### Work to do
Recast the material below as a Markdown table with the columns Row and Line, starting at its first line and ending at the line that contains "433, 397, 671, 474", both included. Number each line, and omit blank lines and pictures.

Recorded data
--
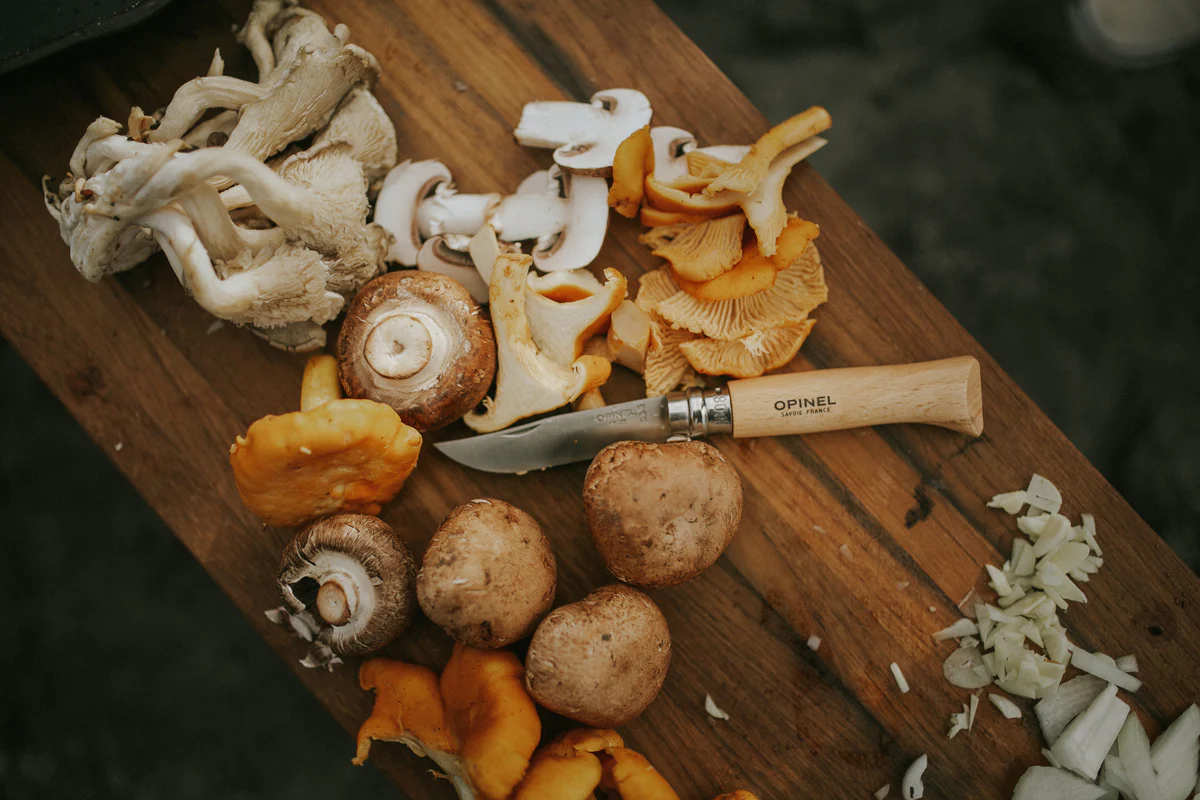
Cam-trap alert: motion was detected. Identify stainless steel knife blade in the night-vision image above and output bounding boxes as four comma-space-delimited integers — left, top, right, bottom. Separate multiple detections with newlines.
433, 397, 671, 474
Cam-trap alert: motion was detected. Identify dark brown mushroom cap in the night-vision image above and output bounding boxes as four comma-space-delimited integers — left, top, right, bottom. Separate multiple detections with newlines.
416, 498, 557, 648
278, 513, 416, 656
526, 584, 671, 728
337, 271, 496, 432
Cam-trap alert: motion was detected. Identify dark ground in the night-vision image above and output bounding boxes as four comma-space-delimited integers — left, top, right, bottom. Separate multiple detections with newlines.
0, 0, 1200, 800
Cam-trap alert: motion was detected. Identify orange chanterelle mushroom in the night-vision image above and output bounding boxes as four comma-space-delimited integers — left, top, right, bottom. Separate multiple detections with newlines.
229, 355, 421, 525
354, 643, 541, 800
512, 728, 757, 800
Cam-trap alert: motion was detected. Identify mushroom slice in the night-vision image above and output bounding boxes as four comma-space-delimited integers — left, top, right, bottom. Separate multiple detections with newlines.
607, 300, 650, 373
442, 642, 541, 800
704, 106, 833, 197
524, 269, 628, 367
229, 355, 421, 525
374, 161, 450, 266
337, 271, 496, 431
679, 319, 816, 378
463, 254, 611, 433
650, 213, 746, 281
642, 245, 829, 339
600, 747, 679, 800
272, 513, 416, 668
526, 270, 604, 304
608, 125, 654, 219
512, 89, 653, 176
313, 86, 398, 185
416, 234, 487, 305
530, 168, 608, 272
512, 728, 625, 800
739, 137, 828, 255
354, 643, 541, 800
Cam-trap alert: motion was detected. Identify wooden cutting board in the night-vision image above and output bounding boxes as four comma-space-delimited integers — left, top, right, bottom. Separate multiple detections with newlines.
0, 0, 1200, 800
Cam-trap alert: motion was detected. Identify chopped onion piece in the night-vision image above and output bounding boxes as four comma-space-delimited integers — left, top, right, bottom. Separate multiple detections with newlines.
1070, 648, 1141, 692
1112, 655, 1138, 672
1117, 714, 1161, 800
1016, 515, 1050, 541
1050, 686, 1129, 781
890, 661, 908, 694
1033, 513, 1070, 558
1079, 513, 1104, 555
900, 754, 929, 800
1013, 766, 1104, 800
1046, 542, 1091, 572
942, 648, 995, 688
934, 618, 979, 642
946, 705, 967, 739
1033, 675, 1108, 745
988, 491, 1028, 516
1025, 473, 1062, 513
1009, 539, 1037, 576
1104, 756, 1134, 798
984, 564, 1013, 597
996, 584, 1025, 608
1150, 705, 1200, 800
704, 694, 730, 722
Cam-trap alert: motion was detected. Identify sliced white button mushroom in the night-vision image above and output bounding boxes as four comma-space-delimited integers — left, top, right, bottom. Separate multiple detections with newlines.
512, 89, 653, 176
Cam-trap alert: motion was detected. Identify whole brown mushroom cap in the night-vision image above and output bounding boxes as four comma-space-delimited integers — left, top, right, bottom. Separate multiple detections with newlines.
337, 271, 496, 431
416, 498, 557, 648
583, 441, 743, 588
272, 513, 416, 666
526, 584, 671, 728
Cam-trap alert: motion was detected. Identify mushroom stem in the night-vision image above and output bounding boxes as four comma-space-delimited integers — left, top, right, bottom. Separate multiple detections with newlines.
300, 355, 342, 411
362, 314, 433, 378
317, 579, 354, 625
416, 191, 500, 239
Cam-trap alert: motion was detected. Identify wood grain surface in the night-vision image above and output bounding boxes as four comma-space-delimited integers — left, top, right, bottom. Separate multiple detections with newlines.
0, 0, 1200, 800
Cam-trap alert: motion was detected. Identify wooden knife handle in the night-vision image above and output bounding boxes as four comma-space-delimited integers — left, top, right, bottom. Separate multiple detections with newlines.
726, 356, 983, 438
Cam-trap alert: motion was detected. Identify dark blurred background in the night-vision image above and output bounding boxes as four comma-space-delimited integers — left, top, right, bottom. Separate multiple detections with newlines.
0, 0, 1200, 800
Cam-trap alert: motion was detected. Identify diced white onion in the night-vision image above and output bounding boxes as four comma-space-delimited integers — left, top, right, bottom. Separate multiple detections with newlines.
890, 661, 908, 694
900, 754, 929, 800
934, 618, 979, 642
1070, 648, 1141, 692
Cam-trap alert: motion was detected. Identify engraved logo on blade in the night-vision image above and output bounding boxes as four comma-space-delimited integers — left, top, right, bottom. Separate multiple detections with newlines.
596, 405, 650, 425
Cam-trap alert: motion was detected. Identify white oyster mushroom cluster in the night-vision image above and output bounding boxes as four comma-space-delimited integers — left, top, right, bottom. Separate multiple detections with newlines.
46, 0, 397, 350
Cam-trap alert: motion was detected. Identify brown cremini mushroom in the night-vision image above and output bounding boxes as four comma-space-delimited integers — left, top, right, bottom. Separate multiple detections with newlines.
229, 355, 421, 525
337, 271, 496, 431
268, 513, 416, 668
526, 584, 671, 728
583, 441, 742, 588
416, 498, 556, 648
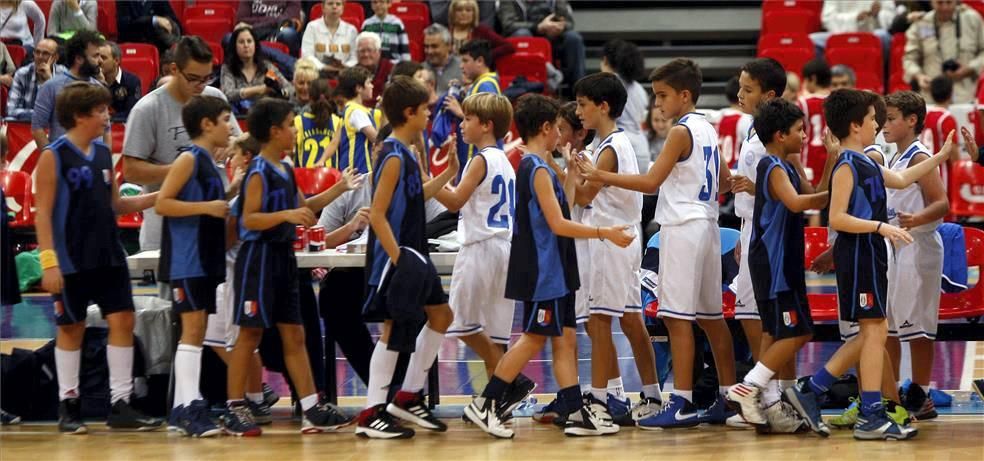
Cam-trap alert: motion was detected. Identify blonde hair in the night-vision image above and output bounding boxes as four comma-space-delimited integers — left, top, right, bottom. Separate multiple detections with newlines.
461, 93, 512, 139
448, 0, 479, 29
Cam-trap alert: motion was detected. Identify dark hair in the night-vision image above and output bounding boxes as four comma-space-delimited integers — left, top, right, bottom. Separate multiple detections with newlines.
55, 82, 113, 130
885, 91, 926, 134
514, 93, 560, 142
803, 58, 833, 88
174, 35, 215, 69
741, 58, 786, 96
181, 95, 232, 139
823, 88, 879, 139
458, 39, 495, 70
649, 58, 704, 104
724, 76, 741, 105
753, 98, 803, 144
62, 30, 106, 69
335, 66, 372, 99
574, 72, 628, 120
246, 98, 294, 144
929, 75, 953, 104
601, 38, 646, 81
383, 75, 430, 128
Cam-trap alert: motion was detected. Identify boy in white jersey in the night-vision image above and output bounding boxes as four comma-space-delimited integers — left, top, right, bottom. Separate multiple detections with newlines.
574, 73, 662, 426
577, 59, 735, 429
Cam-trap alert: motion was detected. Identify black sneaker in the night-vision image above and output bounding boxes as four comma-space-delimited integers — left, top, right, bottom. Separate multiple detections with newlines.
106, 400, 164, 431
58, 397, 89, 434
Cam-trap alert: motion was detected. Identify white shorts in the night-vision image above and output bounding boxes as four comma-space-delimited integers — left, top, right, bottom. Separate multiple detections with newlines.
447, 238, 516, 344
888, 232, 943, 341
731, 220, 761, 320
578, 234, 642, 318
658, 219, 724, 320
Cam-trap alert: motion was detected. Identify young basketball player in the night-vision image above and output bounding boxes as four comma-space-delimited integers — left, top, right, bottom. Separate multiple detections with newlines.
574, 73, 662, 425
465, 94, 634, 438
577, 59, 735, 429
225, 98, 362, 436
35, 82, 163, 434
355, 77, 458, 439
154, 96, 232, 437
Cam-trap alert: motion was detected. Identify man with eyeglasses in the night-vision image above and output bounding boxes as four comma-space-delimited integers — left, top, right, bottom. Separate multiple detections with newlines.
7, 38, 68, 121
123, 36, 242, 255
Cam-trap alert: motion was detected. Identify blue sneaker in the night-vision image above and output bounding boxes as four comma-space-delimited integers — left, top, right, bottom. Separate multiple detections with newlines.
783, 379, 830, 437
697, 394, 736, 424
638, 394, 700, 430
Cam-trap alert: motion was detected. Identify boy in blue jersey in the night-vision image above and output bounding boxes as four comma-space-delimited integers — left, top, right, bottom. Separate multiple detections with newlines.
465, 94, 635, 438
224, 98, 361, 436
35, 82, 162, 434
355, 76, 458, 439
784, 89, 952, 440
154, 96, 232, 437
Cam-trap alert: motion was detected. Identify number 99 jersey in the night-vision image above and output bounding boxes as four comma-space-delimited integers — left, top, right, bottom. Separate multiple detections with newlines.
458, 146, 516, 245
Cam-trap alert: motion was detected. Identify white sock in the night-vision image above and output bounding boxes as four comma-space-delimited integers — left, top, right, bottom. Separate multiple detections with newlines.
301, 393, 320, 411
106, 344, 133, 404
366, 341, 400, 407
55, 347, 82, 400
174, 344, 202, 408
745, 362, 776, 389
402, 325, 444, 392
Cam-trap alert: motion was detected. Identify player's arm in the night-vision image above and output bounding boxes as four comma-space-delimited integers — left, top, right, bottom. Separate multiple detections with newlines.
575, 125, 691, 194
154, 152, 229, 218
533, 168, 635, 248
830, 162, 916, 243
369, 156, 402, 264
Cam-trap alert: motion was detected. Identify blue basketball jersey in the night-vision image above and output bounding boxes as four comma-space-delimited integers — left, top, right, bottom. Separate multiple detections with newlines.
158, 144, 225, 281
47, 136, 126, 274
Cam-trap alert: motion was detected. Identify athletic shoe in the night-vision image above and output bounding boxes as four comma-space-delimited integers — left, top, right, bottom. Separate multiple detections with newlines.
301, 399, 352, 434
58, 397, 89, 434
106, 399, 164, 431
222, 400, 263, 437
854, 411, 919, 440
697, 394, 737, 424
465, 397, 516, 439
725, 383, 768, 425
637, 394, 700, 430
355, 404, 414, 439
783, 378, 830, 437
386, 391, 448, 432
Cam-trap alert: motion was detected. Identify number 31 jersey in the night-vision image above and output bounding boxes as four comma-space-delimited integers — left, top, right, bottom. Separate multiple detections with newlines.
458, 147, 516, 245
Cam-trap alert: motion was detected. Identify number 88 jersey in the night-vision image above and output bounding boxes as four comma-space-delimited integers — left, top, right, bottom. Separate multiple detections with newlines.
458, 146, 516, 245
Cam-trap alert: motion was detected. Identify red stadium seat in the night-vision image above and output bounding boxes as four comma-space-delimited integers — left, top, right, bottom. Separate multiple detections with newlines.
0, 170, 34, 228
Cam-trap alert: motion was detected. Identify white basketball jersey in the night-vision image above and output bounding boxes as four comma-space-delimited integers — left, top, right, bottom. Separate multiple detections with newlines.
735, 118, 769, 221
583, 130, 642, 227
656, 112, 721, 226
458, 147, 516, 245
887, 140, 943, 233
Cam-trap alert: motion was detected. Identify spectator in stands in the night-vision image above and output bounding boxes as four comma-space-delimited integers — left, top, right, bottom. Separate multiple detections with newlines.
221, 26, 294, 115
232, 0, 304, 56
902, 0, 984, 104
362, 0, 410, 62
48, 0, 99, 35
7, 38, 67, 121
355, 32, 393, 107
0, 0, 46, 53
99, 42, 142, 121
601, 39, 649, 171
499, 0, 584, 93
301, 0, 359, 75
448, 0, 516, 61
424, 24, 461, 93
31, 30, 109, 146
830, 64, 858, 91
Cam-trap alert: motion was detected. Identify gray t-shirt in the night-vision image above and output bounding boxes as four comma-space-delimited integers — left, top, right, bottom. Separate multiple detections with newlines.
123, 82, 242, 251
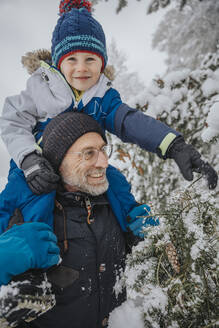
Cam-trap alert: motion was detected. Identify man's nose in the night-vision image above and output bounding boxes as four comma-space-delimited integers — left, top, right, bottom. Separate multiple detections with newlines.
95, 151, 108, 169
77, 61, 87, 72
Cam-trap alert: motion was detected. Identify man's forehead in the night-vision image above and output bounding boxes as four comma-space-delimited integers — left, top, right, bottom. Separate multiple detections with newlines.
69, 132, 106, 152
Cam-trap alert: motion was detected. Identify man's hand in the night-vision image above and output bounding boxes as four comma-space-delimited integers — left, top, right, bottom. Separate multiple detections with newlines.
21, 153, 59, 195
0, 222, 60, 285
127, 204, 159, 238
166, 137, 218, 189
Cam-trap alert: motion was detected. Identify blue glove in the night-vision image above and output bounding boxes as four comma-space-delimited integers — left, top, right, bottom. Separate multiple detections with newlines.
127, 204, 160, 238
0, 222, 59, 285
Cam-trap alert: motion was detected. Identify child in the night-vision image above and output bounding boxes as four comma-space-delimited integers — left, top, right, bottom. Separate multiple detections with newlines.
0, 0, 217, 231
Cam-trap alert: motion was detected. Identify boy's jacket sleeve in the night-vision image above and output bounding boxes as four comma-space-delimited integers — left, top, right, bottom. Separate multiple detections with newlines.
114, 104, 180, 153
0, 67, 72, 167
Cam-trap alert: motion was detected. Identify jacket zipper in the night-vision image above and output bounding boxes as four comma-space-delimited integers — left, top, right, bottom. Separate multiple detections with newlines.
85, 197, 92, 224
55, 200, 68, 253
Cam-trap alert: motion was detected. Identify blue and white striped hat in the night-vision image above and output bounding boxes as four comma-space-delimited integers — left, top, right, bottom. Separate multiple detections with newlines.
52, 0, 107, 71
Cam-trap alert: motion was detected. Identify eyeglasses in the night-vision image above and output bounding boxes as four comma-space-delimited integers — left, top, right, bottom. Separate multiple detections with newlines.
71, 145, 113, 164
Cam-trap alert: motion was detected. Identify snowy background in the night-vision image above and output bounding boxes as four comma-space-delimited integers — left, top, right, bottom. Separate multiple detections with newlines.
0, 0, 219, 328
0, 0, 168, 189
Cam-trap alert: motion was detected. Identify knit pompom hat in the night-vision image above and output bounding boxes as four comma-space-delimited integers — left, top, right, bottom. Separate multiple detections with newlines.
42, 112, 107, 171
51, 0, 107, 71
--
### Completed task
| Row | Line |
|---|---|
| 1 | Cam-trap alert: motion was detected. Identify stainless steel knife blade in the night-vision image above and output bounding boxes as four comma-space-delimited integers — left, top, right, bottom. Separate multiple detections with newlines. |
| 2 | 433, 397, 671, 474 |